→ **TO BE DONE**:
Convert the data below into a JSON list of strings, one string per line, omitting blank lines.

### EXCERPTED DATA ###

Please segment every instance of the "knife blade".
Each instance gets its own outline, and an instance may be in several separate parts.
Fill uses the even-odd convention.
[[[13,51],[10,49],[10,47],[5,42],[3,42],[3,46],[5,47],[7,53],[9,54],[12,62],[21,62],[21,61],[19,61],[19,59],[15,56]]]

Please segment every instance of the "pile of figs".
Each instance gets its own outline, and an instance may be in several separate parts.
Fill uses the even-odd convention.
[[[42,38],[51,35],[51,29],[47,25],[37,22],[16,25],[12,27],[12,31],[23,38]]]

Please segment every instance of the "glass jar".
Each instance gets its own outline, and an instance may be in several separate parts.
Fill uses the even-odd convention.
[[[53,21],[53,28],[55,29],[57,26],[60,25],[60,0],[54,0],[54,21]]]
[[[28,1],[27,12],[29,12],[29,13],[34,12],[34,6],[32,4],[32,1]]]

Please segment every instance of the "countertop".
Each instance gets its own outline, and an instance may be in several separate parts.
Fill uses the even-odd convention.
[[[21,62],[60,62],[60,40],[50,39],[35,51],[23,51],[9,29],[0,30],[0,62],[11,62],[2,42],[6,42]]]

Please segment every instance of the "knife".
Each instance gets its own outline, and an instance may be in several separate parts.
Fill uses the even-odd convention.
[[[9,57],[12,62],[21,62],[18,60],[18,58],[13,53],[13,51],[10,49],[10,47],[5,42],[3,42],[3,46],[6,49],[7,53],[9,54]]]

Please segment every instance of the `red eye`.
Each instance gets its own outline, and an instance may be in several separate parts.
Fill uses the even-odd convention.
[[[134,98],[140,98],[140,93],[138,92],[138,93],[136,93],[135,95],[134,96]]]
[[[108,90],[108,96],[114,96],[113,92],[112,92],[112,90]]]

###

→ **EXPECTED OUTPUT**:
[
  "Please segment every instance of the \"knife blade\".",
  "Each instance gets its own outline, and an instance may be in several separate parts.",
  "Fill uses the even-odd convention.",
  "[[[13,51],[10,49],[10,47],[5,42],[3,42],[3,46],[5,47],[7,53],[9,54],[12,62],[21,62],[21,61],[19,61],[19,59],[15,56]]]",
  "Please segment every instance of the \"pile of figs\".",
  "Each instance gets its own outline, and an instance may be in several separate parts.",
  "Fill uses the even-odd convention.",
  "[[[42,38],[51,35],[51,29],[47,25],[37,22],[16,25],[12,27],[12,31],[23,38]]]",
  "Please segment every instance of the \"glass jar\".",
  "Each instance gets its own outline, and an instance may be in several separate parts.",
  "Fill uses the even-odd convention.",
  "[[[53,21],[53,28],[55,29],[57,26],[60,25],[60,0],[54,0],[54,21]]]",
  "[[[28,1],[27,12],[29,12],[29,13],[34,12],[34,6],[32,4],[32,1]]]",
  "Please segment every instance of the \"countertop\".",
  "Each instance gets its own outline, and an instance may be in several separate parts.",
  "Fill uses the even-odd convention.",
  "[[[21,62],[60,62],[60,40],[50,39],[35,51],[23,51],[9,29],[0,30],[0,62],[11,62],[2,42],[6,42]]]",
  "Please segment every instance of the \"knife\".",
  "Each instance gets its own outline, and an instance may be in several separate parts.",
  "Fill uses the even-odd convention.",
  "[[[9,57],[12,62],[21,62],[18,60],[18,58],[13,53],[13,51],[10,49],[10,47],[5,42],[3,42],[3,46],[6,49],[7,53],[9,54]]]",
  "Please segment every instance of the `red eye`.",
  "Each instance gets its own outline, and an instance may be in several separate parts.",
  "Fill uses the even-odd convention.",
  "[[[134,98],[140,98],[140,93],[138,92],[138,93],[136,93],[135,95],[134,96]]]",
  "[[[108,90],[108,96],[114,96],[113,92],[112,92],[112,90]]]"
]